Data extracted from a collection:
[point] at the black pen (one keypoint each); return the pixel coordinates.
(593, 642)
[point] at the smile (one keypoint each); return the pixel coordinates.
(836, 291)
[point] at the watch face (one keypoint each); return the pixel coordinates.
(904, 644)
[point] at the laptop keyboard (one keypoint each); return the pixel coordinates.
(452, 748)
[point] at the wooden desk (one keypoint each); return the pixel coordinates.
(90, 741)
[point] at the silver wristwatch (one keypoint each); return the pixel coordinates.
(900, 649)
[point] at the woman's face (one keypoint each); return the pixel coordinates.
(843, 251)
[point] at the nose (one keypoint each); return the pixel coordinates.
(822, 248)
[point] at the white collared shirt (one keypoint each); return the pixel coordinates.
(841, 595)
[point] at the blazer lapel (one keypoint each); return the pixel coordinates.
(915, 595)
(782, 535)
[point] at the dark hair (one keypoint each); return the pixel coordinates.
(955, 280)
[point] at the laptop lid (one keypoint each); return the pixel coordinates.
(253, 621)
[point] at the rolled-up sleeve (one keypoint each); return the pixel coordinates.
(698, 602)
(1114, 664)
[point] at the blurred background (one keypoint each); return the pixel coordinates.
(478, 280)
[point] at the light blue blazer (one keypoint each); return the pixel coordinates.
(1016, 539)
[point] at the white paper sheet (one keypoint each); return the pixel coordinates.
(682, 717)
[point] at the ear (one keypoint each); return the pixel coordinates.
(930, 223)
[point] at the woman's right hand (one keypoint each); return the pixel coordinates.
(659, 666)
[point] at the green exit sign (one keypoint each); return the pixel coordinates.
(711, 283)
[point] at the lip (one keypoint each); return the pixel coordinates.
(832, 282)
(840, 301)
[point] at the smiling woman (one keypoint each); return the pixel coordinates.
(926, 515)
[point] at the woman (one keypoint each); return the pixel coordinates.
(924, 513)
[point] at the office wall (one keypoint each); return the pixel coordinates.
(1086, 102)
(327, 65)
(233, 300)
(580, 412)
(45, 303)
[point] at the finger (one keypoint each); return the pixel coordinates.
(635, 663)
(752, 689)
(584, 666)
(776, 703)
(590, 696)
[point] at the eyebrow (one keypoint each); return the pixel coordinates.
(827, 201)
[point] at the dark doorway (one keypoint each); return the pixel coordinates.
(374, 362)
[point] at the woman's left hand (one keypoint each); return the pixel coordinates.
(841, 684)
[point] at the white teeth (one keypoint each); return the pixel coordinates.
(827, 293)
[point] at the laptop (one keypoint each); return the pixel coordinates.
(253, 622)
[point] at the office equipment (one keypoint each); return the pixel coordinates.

● Exercise brief
Write out every line of the material again, exactly as it reads.

● Reply
[point] at the black pen (one keypoint each); return the pixel coordinates.
(593, 642)
[point] at the smile (one keypoint each); return the pixel coordinates.
(836, 291)
[point] at the watch face (one keypoint each); return the pixel coordinates.
(904, 644)
[point] at the laptop keyboard (one keypoint each); return the pixel coordinates.
(452, 748)
[point] at the wooden desk (one keypoint each); return the pixel coordinates.
(90, 741)
[point] at the silver wristwatch (one keypoint each); return the pixel coordinates.
(900, 649)
[point] at the woman's face (one keypoint each); return the pixel coordinates.
(843, 251)
[point] at the nose (one keypoint each); return the pixel coordinates.
(822, 248)
[point] at the white collared shirt (one keypoint each); return the pixel coordinates.
(841, 595)
[point] at the blazer lapel (one keypoint each); return the pixel coordinates.
(915, 595)
(782, 535)
[point] at the dark hair (one keypoint each); return the pixel coordinates.
(955, 280)
[point] at the laptop lid (one keypoint each); return the pixel coordinates.
(253, 621)
[point] at the rolled-up sleeve (one keypoint each); return the pixel coordinates.
(698, 602)
(1114, 664)
[point] at the blurred background (one keypoint each); return the pixel coordinates.
(478, 280)
[point] at the light blue blazer (one keypoint each); return the pixel coordinates.
(1016, 539)
[point] at the white paper sheet (one keypoint each); return the pixel coordinates.
(682, 717)
[point] at the ear (one keypoint each); return the pixel coordinates.
(930, 223)
[point] at the woman's right hand (one keypoint each); return the pixel coordinates.
(659, 666)
[point] at the green exit sign (one keypoint each); return the pixel coordinates.
(711, 283)
[point] at the lip (one keypoint each); return the pixel coordinates.
(832, 282)
(840, 301)
[point] at the smiling woman (one keypoint each); return the pixel coordinates.
(926, 515)
[point] at the woman (one keypoint each); return the pixel coordinates.
(924, 513)
[point] at the office wall (one keypoint each); return the pixel coordinates.
(1086, 102)
(327, 65)
(233, 300)
(580, 412)
(45, 303)
[point] at the finger (one keypoint each); return the pixel coordinates.
(635, 663)
(752, 689)
(584, 666)
(776, 703)
(590, 696)
[point] at the eyebrow (one keypoint each); return the pixel coordinates.
(827, 201)
[point] at the dark doorway (one keypoint each); return the pixel coordinates.
(374, 362)
[point] at the woman's left hand (one keypoint each); return the pixel coordinates.
(841, 684)
[point] at the white teeth (one keypoint each); return the pixel coordinates.
(827, 293)
[point] at the laptop (one keypoint each); return the pixel coordinates.
(253, 622)
[point] at the office equipment (one keypoint each); return the pixel coordinates.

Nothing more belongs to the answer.